## Task directions
Can you rewrite the records below with every "Indicate" swapped for "Locate" and everything else left the same?

--- Begin Dataset excerpts ---

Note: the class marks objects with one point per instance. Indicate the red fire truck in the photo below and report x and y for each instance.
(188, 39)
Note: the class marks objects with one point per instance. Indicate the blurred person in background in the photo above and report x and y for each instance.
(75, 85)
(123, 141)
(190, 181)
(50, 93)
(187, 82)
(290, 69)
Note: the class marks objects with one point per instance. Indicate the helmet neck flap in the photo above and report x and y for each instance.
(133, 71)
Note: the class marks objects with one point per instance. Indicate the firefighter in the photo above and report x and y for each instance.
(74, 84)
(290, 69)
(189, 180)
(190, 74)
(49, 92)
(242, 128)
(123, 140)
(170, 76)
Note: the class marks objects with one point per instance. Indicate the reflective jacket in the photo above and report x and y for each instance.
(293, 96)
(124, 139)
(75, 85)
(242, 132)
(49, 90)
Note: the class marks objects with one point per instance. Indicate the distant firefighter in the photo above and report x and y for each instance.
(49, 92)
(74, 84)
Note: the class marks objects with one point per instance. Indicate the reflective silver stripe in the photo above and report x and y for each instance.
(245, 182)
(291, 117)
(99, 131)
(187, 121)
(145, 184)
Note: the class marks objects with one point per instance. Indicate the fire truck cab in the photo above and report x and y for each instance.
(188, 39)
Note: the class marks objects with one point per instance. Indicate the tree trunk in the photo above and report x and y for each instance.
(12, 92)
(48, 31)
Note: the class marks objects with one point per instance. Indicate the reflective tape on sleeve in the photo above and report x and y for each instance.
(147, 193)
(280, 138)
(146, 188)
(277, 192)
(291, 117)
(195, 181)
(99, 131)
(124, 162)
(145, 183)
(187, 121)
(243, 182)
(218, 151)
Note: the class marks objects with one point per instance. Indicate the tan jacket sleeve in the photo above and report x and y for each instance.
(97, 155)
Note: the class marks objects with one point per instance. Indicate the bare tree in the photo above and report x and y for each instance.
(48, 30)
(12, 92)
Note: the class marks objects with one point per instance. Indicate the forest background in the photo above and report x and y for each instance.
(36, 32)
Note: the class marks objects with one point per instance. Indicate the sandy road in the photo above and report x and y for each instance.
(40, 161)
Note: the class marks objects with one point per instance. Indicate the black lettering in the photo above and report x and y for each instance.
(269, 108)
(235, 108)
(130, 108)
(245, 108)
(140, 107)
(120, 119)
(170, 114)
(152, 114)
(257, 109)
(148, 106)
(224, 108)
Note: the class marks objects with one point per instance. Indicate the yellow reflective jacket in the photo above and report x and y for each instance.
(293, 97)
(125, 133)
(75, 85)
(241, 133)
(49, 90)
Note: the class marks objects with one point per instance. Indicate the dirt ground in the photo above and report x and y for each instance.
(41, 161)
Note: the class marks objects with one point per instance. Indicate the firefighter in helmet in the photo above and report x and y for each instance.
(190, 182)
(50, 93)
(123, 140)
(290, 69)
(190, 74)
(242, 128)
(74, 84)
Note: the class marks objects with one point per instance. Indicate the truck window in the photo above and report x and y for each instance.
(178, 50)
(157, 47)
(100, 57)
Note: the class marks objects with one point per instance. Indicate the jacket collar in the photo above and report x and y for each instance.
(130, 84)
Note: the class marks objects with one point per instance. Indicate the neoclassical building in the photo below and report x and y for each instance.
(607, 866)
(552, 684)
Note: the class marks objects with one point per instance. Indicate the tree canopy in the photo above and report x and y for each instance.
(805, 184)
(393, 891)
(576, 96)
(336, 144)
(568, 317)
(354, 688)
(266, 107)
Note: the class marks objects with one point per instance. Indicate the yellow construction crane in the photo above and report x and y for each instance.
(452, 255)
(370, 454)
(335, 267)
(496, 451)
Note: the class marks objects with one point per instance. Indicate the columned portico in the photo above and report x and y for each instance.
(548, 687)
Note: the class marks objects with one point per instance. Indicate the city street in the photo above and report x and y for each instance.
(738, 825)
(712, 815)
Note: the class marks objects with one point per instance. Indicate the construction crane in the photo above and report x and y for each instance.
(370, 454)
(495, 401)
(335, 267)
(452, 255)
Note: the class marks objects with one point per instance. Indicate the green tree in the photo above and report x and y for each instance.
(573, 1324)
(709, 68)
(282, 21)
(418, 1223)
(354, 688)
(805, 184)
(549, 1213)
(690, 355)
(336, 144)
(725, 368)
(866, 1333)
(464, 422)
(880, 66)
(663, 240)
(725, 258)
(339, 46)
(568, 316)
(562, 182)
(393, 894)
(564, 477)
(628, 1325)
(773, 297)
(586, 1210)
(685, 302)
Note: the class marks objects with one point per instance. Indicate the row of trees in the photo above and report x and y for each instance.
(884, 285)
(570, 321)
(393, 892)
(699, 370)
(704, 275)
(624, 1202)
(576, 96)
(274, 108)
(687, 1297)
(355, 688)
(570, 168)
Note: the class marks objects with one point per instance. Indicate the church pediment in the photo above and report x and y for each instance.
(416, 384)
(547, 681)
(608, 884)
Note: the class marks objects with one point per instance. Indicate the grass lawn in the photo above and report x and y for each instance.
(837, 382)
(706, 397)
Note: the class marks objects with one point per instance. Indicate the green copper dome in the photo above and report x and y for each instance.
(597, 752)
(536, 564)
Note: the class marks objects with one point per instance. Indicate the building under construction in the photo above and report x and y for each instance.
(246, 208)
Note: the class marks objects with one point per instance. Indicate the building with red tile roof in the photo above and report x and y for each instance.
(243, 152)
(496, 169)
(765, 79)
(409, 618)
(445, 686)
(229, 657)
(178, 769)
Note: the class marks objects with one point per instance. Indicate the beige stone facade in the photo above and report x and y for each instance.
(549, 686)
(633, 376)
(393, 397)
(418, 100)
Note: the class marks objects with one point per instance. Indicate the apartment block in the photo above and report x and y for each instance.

--- End Dataset excerpts ---

## Answer to the exercise
Note: the class marks objects with one point per instance. Locate the red fire truck in the photo below and report x and y for each instance.
(188, 39)
Note: the class marks objects with one point per instance. Locate the blurred person in background in the photo above and report x and y for each instance.
(75, 85)
(123, 141)
(190, 181)
(50, 93)
(187, 82)
(290, 69)
Note: the class marks objects with one point per instance. Locate the helmet neck flap in the photo above and report x and y for each instance.
(133, 71)
Note: the class marks objects with one point per instance. Locate the firefighter in the photo above and report x and y for each instance.
(74, 84)
(290, 69)
(189, 180)
(190, 74)
(49, 92)
(242, 128)
(123, 140)
(170, 76)
Note: the class marks objects with one point per instance. Locate the reflective jacket in the photo above and report x and y for each instance.
(293, 96)
(124, 139)
(75, 85)
(242, 132)
(49, 90)
Note: the class marks objects with one point per instance. Locate the distant firefighter in the photo above and report x and y for each instance.
(49, 92)
(74, 84)
Note: the class marks objects with one point per instance. Locate the reflective silver stripe in the photo above and report x and y for each instance.
(245, 182)
(291, 117)
(99, 131)
(187, 121)
(145, 184)
Note: the class marks objects with one point per instance. Locate the fire truck cab in the photo above and report x and y for each instance.
(188, 39)
Note: the class marks objects with one point per instance. Locate the tree trunk in the photo above and report x and y for each instance.
(12, 92)
(48, 31)
Note: the class marks objects with one point per instance. Locate the reflective tape on sleeve in the photo above and report x and y for each instance.
(147, 193)
(280, 138)
(146, 188)
(277, 192)
(291, 117)
(195, 181)
(99, 131)
(124, 162)
(145, 183)
(187, 121)
(243, 182)
(218, 151)
Note: the class marks objects with one point per instance. Locate the tan jacket sleeve in the photo above and report x and y for each instance.
(97, 155)
Note: the class marks objects with one point per instance. Locate the bare tree in the photo above and report x and y for each instance.
(48, 30)
(12, 92)
Note: the class marks objects with one point per instance. Locate the forest background in the photo above and report x and y for each instance.
(36, 32)
Note: the class marks objects with one point per instance. Locate the sandy road in the photo above and report x and y for each instance.
(40, 161)
Note: the class marks objects with one point per instance. Locate the black lettering in the photo above and report x and y for each instance.
(269, 108)
(235, 108)
(130, 108)
(245, 108)
(140, 107)
(120, 119)
(170, 114)
(152, 114)
(257, 109)
(148, 106)
(224, 108)
Note: the class marks objects with one point per instance. Locate the yellow reflective jacket in the photo above and report x and y for each instance.
(293, 97)
(125, 133)
(75, 85)
(241, 133)
(49, 90)
Note: the class marks objects with one point per instance. Locate the dirt ground in the photo above and report x and y for each instance.
(41, 161)
Note: the class marks objects with one point per instance. Locate the firefighter in helmet in the photo above and report x and y for each instance.
(190, 182)
(50, 93)
(123, 140)
(290, 69)
(190, 74)
(242, 128)
(74, 84)
Note: the class marks objects with one point per instance. Locate the truck window in the photo above and report x and y for each instance.
(178, 50)
(157, 47)
(100, 57)
Note: the class marks objects with one point per instance. Locate the jacket collar in the photo above and report x and y for each instance.
(130, 84)
Note: the class marks objects with one point per instance. Locate the neoclassical building in the photo below and report x and y for each instance.
(607, 866)
(552, 684)
Note: the class marks objects with one point per instance. Locate the tree canopy in the photo above and report x and y for each instance.
(805, 184)
(393, 891)
(576, 96)
(336, 144)
(568, 317)
(354, 688)
(266, 107)
Note: the class marks objects with one point per instance. Locate the yellow construction crane in the photo above and report x and y for each instance.
(452, 255)
(370, 454)
(335, 267)
(496, 451)
Note: the class marks objects with one point per instance. Locate the columned portico in the photo above and report x and y for each instance.
(548, 687)
Note: the class marks objects with one point per instance. Locate the city street in the photo above and report x and y for each instance.
(738, 825)
(712, 815)
Note: the class marks objects with one point per instance. Locate the construction crane in the photo above and report x and y for each instance.
(370, 454)
(495, 401)
(335, 267)
(452, 255)
Note: the class marks objects with one point per instance. Locate the green tree in the photo above and report x and y for each instance.
(573, 1324)
(709, 68)
(282, 21)
(418, 1223)
(354, 688)
(805, 184)
(549, 1213)
(690, 355)
(336, 144)
(725, 368)
(866, 1333)
(464, 422)
(880, 66)
(663, 240)
(725, 258)
(339, 46)
(568, 316)
(562, 182)
(393, 894)
(564, 477)
(628, 1325)
(773, 297)
(586, 1210)
(685, 302)
Note: the class marks objects with one point per instance. Locate the row of trees in the photo above and report x and y for each instance.
(884, 285)
(570, 321)
(393, 892)
(699, 370)
(704, 275)
(624, 1202)
(576, 96)
(274, 108)
(687, 1297)
(355, 688)
(570, 168)
Note: the class marks objects with one point per instance. Locate the church pediment in the photo above and report x and y for each instance.
(416, 384)
(547, 681)
(608, 884)
Note: the class marks objects with one point per instance. Locate the grass lawn in the photo above and report x and y for each instance.
(837, 382)
(706, 397)
Note: the class marks objects with one point per instance. Locate the green copper dome in the photo above and report x and y for each instance.
(597, 752)
(536, 564)
Note: the class marks objects with one point per instance. Locate the building under construction in the photo above and report x and y for each instance.
(246, 208)
Note: the class marks objects with one point per instance. Locate the building with red tile roof in the photo above and report x and y for each instance.
(243, 152)
(496, 169)
(765, 79)
(409, 618)
(445, 686)
(229, 657)
(178, 769)
Note: the class marks objects with one point per instance. Locate the beige stone facade in the photo above and report x and y for each instance.
(549, 686)
(633, 376)
(393, 397)
(418, 100)
Note: the class marks objects with one point per instance. Locate the apartment block in the photo above and report x and y for each instance.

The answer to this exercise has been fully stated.